── SOURCE TEXT ──

In Paul’s time, there is a massive paradigm shift happening in early communities about what it means to follow Jesus. And what that means to them can’t be very clear moment by moment. They just have to keep stepping forward into the unknown, with faith in this different, perhaps brand-new-to-them cosmic explanation of Jesus.

 

This week I have been thinking about this as a different kind of patience. There is the patience of waiting for water to boil. There is patience about waiting for news of a new job or a contract on a house or a new baby’s arrival. There is the patience of waiting for a child to get dressed.

 

And then there is patience for things that GENERATIONS will anticipate and imagine and live into. 

 

There is the patience needed to understand that suffering and loss is part of the created order.

 

There is the patience we need to understand new things that God is doing because the world has and is and will keep changing…and our faith is that in the midst of all that, God doesn’t give up. God is still loving God’s creation, still seeking us out.

───
── DATASET EXCERPTS ──

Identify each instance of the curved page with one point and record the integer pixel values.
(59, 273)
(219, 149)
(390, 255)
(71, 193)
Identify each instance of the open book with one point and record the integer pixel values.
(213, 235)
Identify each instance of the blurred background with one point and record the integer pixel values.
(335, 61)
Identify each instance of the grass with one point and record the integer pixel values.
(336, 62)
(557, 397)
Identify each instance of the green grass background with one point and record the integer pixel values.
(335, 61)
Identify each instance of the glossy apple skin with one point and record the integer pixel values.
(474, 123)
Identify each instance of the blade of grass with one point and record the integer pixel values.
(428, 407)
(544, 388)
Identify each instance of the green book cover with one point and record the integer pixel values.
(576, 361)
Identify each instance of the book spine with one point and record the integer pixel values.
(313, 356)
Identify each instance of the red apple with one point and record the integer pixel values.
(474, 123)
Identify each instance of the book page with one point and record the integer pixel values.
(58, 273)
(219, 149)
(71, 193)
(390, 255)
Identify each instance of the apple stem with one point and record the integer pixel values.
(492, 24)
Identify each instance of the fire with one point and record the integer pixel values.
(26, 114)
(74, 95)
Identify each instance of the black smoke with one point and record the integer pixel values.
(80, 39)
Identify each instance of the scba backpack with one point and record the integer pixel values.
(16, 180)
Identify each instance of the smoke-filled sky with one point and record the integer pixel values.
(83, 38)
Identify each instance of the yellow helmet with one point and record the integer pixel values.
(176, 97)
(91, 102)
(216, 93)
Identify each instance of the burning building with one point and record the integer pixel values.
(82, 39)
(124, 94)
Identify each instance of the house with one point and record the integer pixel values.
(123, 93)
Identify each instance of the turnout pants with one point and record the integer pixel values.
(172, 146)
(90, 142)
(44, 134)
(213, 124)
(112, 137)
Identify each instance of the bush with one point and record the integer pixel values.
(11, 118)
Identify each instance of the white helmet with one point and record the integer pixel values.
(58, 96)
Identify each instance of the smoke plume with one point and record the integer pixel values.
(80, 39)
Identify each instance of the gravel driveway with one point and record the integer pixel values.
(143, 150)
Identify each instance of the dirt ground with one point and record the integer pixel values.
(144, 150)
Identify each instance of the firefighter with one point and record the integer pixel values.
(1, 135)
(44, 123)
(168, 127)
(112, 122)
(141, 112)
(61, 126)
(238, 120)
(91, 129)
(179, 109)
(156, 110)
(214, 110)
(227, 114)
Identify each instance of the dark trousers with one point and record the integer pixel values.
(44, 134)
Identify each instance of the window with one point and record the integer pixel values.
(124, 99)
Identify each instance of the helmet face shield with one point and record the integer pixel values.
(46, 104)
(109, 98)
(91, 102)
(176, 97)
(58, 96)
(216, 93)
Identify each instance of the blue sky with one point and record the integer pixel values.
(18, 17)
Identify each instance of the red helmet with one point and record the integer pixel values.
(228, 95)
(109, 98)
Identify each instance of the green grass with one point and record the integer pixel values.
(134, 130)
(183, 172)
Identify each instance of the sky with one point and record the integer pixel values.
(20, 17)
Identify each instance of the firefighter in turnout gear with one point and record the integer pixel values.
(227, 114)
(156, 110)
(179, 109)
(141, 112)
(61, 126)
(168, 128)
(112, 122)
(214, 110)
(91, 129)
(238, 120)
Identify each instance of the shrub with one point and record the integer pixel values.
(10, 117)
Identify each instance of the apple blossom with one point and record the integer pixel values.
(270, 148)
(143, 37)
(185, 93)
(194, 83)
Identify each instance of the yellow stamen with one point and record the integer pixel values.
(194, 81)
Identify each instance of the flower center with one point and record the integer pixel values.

───

(CHECK YOUR UNDERSTANDING):
1) Reproduce the sermon text from "This week I" to "and live into.".
2) According to the sermon text, why is patience needed to understand the new things God is doing?
3) List every instance of ordinary, everyday waiting that the sermon text offers as an example of patience.

(RESULTS):
1)
This week I have been thinking about this as a different kind of patience. There is the patience of waiting for water to boil. There is patience about waiting for news of a new job or a contract on a house or a new baby’s arrival. There is the patience of waiting for a child to get dressed.

 

And then there is patience for things that GENERATIONS will anticipate and imagine and live into.

2) Patience is needed because the world has changed, is changing, and will keep changing. The faith expressed is that, in the midst of all that change, God does not give up and is still loving creation and seeking people out.

3)
- Waiting for water to boil
- Waiting for news of a new job
- Waiting for a contract on a house
- Waiting for a new baby's arrival
- Waiting for a child to get dressed